• [TO BE DONE]:
How many lines in the data below contain the string "soap"? Reply with the number alone.

• [DATA FOR PROCESSING]:
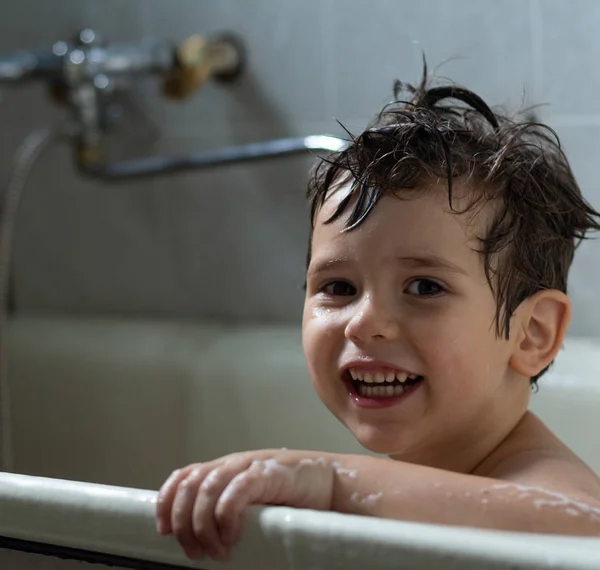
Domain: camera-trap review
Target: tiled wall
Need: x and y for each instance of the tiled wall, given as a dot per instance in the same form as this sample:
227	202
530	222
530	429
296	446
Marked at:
231	243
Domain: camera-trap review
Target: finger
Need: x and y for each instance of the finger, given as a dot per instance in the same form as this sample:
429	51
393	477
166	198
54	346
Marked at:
181	513
250	486
166	495
204	522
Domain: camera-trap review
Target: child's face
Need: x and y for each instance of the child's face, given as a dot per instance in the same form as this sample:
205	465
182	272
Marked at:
405	292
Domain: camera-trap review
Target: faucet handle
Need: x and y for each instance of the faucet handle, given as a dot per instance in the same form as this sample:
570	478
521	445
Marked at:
198	58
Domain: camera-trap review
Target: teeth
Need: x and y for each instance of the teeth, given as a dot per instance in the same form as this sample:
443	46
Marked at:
380	377
380	391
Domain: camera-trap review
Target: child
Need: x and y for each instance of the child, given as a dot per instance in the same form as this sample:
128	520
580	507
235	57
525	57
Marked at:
435	298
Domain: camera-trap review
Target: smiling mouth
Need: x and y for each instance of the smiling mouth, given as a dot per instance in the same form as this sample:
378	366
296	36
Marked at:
380	385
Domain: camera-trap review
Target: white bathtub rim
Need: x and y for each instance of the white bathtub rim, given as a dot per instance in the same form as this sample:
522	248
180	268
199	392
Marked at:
59	512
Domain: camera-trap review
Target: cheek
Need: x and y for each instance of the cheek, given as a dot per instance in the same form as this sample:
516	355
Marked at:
321	332
458	341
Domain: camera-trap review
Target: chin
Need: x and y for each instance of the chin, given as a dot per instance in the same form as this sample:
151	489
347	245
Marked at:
378	441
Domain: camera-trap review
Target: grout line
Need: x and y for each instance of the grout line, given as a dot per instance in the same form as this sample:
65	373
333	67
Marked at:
569	120
328	37
537	55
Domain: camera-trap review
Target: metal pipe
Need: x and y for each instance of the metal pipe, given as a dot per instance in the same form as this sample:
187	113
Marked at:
158	165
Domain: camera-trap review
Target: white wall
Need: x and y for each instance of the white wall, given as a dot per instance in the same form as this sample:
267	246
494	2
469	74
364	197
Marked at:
231	243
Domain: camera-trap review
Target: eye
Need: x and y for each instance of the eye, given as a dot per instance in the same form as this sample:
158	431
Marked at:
425	288
339	289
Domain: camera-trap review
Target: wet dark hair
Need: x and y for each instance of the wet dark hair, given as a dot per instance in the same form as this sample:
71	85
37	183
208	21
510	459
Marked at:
449	133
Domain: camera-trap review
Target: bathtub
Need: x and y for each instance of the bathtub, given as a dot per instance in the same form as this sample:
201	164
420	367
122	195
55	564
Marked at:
102	409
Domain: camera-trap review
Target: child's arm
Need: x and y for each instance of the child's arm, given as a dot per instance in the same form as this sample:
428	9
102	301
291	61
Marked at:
398	490
203	504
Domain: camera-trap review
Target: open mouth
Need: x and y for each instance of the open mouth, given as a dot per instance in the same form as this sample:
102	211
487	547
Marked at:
382	384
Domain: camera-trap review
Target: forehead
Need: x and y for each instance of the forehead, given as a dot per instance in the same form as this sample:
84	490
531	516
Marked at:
418	221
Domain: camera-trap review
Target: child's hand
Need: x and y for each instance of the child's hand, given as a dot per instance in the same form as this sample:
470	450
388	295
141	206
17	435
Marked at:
203	503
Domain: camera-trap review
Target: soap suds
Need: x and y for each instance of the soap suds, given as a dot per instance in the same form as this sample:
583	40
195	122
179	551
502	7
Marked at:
552	499
368	500
352	473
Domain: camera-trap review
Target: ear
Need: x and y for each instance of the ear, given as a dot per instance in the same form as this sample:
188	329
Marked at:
542	323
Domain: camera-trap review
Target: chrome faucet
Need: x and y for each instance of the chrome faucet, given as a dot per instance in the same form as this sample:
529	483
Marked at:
84	74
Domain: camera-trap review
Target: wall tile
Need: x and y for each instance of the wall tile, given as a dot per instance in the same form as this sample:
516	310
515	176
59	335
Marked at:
485	47
570	45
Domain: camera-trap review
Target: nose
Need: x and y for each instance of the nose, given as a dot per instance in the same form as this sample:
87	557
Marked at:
373	320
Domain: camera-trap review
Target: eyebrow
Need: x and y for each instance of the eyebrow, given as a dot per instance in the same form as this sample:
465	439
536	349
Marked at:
412	262
431	262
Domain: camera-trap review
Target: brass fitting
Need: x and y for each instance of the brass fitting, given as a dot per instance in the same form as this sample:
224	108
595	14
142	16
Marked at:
198	59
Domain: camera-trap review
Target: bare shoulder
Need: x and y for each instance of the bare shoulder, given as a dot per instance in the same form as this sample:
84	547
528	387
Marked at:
532	455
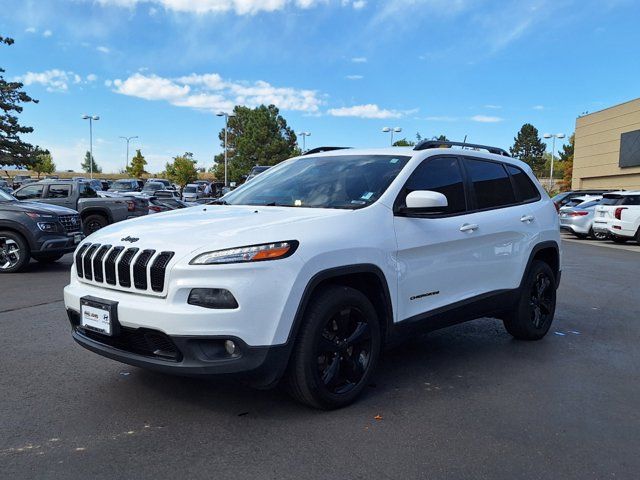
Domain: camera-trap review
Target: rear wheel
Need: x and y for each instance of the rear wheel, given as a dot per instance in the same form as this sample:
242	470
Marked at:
93	223
14	252
48	258
532	316
336	350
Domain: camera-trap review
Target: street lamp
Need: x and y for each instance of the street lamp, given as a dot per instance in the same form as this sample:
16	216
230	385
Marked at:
304	136
553	152
128	139
391	130
226	124
91	118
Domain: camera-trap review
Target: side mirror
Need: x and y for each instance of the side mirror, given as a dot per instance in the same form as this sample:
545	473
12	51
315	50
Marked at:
425	201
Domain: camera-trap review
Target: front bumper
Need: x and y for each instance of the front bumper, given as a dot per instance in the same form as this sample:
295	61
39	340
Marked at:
185	355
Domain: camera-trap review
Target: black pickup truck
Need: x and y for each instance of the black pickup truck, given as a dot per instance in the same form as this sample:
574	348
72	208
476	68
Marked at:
96	212
35	230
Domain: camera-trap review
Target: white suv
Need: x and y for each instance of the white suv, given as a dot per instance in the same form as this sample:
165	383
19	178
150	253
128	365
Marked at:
304	273
618	215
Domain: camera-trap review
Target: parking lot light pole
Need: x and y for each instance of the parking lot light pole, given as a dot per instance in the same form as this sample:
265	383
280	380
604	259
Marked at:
128	139
304	136
553	152
91	118
226	129
391	130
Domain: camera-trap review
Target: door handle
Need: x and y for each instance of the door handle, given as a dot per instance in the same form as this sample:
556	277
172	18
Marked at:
468	227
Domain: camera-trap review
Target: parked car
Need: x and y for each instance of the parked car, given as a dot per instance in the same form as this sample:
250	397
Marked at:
257	170
96	212
18	180
191	192
306	274
35	230
579	220
129	186
618	215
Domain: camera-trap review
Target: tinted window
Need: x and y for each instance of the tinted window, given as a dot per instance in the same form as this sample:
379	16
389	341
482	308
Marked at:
58	191
526	189
27	193
440	175
491	183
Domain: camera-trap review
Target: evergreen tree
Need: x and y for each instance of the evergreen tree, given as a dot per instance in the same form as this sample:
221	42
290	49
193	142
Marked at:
138	162
529	147
13	151
86	164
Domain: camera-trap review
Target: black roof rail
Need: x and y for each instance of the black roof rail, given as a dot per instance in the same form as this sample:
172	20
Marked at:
323	149
426	144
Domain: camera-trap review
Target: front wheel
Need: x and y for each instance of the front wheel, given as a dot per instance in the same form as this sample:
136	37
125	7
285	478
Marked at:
533	314
336	350
14	252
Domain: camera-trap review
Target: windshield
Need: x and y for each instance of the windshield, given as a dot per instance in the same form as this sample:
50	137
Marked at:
4	196
344	181
122	185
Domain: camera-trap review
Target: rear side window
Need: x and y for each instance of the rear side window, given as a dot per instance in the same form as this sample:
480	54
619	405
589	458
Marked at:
525	188
58	191
440	175
491	183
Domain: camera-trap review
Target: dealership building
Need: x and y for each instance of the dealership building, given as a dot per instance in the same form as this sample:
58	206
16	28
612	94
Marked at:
607	148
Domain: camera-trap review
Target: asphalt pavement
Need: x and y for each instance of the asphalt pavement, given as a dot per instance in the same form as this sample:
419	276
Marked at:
468	402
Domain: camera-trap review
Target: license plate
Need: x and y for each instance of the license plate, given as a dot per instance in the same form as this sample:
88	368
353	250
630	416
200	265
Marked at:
97	315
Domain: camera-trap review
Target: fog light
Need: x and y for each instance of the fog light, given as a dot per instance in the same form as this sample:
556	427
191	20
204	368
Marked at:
230	347
218	298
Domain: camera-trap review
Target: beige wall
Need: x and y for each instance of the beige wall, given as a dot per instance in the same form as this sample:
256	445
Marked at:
597	149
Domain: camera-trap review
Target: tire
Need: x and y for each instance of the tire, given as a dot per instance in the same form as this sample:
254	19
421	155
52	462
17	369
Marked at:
533	314
598	235
48	258
93	223
336	350
14	252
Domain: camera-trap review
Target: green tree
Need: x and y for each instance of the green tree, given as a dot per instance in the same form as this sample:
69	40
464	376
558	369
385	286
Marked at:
258	136
529	147
86	164
14	151
136	168
44	164
182	170
566	159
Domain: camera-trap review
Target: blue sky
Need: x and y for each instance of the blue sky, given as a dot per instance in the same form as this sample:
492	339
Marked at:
340	69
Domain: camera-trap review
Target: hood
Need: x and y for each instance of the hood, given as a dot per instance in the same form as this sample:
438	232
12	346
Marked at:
211	227
37	207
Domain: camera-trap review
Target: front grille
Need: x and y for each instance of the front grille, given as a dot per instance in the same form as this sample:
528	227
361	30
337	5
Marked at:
71	223
116	266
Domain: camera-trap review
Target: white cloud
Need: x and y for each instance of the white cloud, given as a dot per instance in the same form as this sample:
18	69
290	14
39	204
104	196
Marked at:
211	92
54	80
485	119
200	7
369	110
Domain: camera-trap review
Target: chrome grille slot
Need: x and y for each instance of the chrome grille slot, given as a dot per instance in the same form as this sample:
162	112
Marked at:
140	269
124	267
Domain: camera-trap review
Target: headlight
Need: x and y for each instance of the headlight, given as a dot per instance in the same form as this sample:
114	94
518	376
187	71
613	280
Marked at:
252	253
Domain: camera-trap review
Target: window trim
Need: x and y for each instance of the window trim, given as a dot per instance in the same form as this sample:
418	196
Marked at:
402	193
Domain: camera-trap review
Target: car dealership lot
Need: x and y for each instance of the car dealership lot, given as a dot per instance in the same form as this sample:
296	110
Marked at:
467	402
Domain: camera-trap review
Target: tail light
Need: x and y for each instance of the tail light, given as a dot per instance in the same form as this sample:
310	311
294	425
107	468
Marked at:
618	212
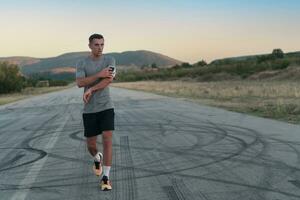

• [RESULT]:
2